§ The request:
Begin at the line containing "Exercise. Pick out the clear blue" and stop after the line containing "pixel 170 118", then rewrite those lines as a numbered list with any blank lines omitted.

═════ Records for this task ═════

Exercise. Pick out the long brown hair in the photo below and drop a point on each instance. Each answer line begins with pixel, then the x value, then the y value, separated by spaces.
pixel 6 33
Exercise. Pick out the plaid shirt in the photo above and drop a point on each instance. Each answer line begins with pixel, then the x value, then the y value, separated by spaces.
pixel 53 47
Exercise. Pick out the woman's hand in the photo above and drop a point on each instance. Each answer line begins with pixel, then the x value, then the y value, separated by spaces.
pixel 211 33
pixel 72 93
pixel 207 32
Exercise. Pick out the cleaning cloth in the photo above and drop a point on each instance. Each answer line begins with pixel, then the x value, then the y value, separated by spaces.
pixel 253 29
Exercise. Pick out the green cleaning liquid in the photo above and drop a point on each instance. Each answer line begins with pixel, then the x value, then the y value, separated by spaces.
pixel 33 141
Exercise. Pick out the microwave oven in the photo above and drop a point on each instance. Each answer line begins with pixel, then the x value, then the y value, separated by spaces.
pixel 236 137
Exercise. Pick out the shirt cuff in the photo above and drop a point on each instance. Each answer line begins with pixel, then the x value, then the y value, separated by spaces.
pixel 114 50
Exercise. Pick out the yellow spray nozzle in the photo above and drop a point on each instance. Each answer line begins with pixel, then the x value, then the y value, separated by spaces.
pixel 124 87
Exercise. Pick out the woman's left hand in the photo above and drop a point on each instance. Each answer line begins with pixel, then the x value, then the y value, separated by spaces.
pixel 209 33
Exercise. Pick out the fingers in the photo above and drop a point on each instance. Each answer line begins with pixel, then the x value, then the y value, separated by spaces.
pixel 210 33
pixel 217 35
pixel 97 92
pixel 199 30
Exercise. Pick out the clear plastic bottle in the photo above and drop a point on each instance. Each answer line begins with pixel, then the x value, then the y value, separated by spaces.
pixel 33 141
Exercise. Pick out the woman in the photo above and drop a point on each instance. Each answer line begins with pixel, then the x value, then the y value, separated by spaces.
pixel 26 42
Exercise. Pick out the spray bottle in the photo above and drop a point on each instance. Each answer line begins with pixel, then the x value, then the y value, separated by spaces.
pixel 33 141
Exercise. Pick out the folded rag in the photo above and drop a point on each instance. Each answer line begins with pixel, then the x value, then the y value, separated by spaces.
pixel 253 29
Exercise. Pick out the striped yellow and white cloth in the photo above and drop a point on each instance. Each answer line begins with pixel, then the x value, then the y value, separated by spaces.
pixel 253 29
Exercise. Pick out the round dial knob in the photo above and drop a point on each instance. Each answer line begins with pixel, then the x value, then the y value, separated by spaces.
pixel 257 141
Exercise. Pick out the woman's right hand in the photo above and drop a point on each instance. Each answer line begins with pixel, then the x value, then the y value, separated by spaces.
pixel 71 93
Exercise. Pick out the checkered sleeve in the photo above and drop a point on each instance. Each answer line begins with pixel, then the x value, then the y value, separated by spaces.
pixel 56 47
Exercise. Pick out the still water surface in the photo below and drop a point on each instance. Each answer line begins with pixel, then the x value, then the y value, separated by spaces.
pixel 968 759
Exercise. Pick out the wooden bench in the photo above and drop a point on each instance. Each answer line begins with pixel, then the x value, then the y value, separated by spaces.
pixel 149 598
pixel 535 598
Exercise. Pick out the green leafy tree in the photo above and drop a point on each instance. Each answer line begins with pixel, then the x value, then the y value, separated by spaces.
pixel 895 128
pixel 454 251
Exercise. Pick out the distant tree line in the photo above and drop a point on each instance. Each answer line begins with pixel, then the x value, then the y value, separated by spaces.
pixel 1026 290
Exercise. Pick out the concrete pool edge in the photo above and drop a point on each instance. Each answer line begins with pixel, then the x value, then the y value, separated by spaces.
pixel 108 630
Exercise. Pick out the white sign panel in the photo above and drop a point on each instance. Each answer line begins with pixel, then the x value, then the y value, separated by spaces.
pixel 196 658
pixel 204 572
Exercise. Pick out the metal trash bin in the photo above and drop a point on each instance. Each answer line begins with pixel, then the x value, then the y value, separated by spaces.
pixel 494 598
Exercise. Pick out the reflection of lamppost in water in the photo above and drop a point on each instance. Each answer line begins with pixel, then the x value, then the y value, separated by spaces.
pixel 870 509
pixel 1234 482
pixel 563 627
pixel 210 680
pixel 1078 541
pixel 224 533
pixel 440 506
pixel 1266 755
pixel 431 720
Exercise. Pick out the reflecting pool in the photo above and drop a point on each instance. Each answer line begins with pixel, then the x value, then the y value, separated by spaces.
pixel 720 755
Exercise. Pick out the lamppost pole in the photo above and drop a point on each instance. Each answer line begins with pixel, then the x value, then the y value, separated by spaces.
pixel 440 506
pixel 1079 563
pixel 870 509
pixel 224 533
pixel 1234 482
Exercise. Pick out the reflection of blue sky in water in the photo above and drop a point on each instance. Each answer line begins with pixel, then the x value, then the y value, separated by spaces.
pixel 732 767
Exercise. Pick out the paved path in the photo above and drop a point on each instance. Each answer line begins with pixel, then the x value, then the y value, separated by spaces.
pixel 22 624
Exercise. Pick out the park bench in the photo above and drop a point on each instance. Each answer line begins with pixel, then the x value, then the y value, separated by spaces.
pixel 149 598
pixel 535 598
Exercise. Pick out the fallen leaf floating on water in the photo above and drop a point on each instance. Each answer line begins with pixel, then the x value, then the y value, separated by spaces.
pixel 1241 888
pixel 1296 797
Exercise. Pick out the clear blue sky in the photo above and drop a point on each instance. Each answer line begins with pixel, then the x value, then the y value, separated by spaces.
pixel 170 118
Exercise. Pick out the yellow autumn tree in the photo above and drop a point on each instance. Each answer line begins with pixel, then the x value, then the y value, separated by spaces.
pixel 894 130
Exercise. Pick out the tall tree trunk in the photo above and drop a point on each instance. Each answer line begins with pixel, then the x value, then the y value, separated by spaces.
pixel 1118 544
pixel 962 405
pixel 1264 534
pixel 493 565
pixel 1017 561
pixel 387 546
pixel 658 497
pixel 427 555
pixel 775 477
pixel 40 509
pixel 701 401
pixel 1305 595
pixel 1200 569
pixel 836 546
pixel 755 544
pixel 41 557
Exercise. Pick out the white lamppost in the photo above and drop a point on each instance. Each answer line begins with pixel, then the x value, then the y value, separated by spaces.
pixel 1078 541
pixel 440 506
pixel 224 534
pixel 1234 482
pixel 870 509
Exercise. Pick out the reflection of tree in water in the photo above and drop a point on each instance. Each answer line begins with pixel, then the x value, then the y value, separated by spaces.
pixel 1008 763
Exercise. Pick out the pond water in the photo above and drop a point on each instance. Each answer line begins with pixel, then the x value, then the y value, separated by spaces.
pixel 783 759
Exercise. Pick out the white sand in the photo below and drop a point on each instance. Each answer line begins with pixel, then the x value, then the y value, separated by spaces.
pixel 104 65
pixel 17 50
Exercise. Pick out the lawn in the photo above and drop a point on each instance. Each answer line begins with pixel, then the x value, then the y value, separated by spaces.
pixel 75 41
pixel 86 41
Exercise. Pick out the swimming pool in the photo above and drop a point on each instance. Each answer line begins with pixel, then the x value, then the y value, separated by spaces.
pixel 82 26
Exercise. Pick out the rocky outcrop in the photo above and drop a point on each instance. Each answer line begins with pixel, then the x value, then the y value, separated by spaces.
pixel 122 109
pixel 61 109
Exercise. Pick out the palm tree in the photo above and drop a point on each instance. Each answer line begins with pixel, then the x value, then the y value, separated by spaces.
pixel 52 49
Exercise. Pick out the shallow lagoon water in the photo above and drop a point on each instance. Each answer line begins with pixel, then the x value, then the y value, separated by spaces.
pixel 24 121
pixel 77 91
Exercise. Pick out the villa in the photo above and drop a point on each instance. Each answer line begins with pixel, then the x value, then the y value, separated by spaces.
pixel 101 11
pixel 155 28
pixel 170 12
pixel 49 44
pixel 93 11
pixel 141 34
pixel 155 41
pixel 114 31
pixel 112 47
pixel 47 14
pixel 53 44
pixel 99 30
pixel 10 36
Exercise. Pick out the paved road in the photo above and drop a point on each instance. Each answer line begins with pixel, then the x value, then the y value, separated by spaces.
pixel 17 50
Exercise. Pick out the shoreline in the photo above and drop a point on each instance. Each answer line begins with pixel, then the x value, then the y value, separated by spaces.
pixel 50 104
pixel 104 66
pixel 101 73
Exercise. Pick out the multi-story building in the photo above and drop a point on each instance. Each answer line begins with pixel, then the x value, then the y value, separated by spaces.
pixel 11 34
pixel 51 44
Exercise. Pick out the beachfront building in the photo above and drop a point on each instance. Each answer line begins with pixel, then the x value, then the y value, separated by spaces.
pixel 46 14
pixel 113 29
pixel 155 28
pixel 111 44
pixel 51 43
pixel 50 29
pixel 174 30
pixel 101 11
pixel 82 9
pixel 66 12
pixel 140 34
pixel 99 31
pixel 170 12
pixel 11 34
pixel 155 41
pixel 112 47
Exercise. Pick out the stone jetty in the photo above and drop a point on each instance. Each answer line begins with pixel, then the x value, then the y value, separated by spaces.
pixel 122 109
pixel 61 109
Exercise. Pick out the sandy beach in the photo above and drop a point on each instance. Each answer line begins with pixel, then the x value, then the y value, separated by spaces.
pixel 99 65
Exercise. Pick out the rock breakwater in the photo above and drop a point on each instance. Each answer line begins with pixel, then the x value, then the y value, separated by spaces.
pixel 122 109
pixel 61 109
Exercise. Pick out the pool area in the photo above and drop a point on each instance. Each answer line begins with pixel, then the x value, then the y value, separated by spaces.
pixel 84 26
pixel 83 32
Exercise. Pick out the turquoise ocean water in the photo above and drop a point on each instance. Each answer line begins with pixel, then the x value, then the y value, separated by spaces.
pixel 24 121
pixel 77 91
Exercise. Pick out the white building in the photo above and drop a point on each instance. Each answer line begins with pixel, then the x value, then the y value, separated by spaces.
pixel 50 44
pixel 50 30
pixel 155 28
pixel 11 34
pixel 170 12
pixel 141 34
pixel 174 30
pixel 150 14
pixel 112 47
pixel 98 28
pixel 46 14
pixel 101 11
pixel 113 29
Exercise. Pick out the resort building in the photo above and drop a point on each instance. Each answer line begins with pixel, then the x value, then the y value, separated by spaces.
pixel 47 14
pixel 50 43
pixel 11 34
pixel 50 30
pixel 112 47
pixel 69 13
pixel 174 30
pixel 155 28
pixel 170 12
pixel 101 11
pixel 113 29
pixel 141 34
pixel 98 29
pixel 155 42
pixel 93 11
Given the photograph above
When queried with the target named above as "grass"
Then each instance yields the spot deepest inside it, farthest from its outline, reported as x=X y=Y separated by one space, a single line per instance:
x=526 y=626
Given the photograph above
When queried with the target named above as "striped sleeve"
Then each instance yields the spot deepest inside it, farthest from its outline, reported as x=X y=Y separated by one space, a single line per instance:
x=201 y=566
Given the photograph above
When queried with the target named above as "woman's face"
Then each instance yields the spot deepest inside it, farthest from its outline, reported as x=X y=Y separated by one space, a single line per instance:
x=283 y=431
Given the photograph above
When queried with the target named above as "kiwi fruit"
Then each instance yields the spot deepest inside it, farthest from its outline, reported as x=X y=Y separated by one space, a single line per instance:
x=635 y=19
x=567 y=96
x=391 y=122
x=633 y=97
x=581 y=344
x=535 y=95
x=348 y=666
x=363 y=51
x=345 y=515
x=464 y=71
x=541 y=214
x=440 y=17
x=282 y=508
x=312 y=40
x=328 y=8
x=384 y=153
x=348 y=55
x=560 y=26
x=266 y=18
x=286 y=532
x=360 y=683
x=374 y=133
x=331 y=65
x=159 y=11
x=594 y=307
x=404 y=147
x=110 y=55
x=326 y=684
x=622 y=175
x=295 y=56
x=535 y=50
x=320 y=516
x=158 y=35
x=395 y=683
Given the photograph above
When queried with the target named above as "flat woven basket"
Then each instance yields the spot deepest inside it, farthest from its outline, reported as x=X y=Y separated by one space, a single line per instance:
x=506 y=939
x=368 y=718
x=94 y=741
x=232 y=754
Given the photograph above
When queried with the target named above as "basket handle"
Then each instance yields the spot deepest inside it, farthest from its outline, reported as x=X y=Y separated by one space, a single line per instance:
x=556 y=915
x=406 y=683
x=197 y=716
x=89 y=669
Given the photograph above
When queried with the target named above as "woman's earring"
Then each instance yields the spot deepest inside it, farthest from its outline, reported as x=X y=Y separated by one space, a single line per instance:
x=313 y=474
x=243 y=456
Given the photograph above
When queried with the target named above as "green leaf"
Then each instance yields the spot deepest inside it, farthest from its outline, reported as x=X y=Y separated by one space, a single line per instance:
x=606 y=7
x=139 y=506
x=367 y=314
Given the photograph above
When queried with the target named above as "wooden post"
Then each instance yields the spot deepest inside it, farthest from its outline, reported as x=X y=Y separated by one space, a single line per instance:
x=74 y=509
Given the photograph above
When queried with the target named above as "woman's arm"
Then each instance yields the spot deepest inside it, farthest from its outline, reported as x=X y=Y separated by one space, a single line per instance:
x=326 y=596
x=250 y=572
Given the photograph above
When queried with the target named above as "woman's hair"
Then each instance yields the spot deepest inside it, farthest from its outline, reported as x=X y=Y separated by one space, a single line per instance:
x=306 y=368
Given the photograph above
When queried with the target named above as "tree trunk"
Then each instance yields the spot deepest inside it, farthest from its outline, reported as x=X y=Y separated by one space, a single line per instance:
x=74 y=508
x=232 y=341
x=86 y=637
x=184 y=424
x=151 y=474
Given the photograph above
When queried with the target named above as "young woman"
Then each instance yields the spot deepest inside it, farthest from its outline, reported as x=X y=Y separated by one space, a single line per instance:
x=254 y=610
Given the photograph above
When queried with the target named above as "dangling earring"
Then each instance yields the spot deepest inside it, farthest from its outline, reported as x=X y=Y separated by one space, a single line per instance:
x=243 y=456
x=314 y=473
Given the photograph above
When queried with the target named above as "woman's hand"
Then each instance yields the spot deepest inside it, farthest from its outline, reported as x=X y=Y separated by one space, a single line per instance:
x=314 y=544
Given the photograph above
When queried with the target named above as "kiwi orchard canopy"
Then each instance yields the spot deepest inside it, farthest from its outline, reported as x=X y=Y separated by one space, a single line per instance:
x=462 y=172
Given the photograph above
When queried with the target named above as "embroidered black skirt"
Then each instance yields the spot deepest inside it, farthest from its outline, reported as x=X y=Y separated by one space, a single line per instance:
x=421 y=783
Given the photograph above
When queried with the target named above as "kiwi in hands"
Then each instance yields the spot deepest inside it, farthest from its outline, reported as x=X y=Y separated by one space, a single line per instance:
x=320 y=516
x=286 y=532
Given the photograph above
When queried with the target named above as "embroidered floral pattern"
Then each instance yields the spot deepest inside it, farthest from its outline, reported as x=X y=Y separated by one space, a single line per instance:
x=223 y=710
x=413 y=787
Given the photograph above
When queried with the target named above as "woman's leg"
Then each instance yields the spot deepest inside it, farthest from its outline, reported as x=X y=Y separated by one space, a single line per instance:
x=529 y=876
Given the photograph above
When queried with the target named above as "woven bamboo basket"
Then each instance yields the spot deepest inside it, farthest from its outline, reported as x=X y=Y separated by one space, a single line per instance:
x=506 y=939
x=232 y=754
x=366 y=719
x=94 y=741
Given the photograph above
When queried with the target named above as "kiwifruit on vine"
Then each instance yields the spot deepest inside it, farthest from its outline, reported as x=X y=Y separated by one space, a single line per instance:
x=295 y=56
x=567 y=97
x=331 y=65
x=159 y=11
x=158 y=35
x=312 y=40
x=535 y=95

═════

§ Written response:
1. Exercise. Pick out the clear blue sky in the photo above and drop a point on each instance. Each answer line begins with pixel, then the x value, then the y value, separated by spaces.
2. pixel 170 118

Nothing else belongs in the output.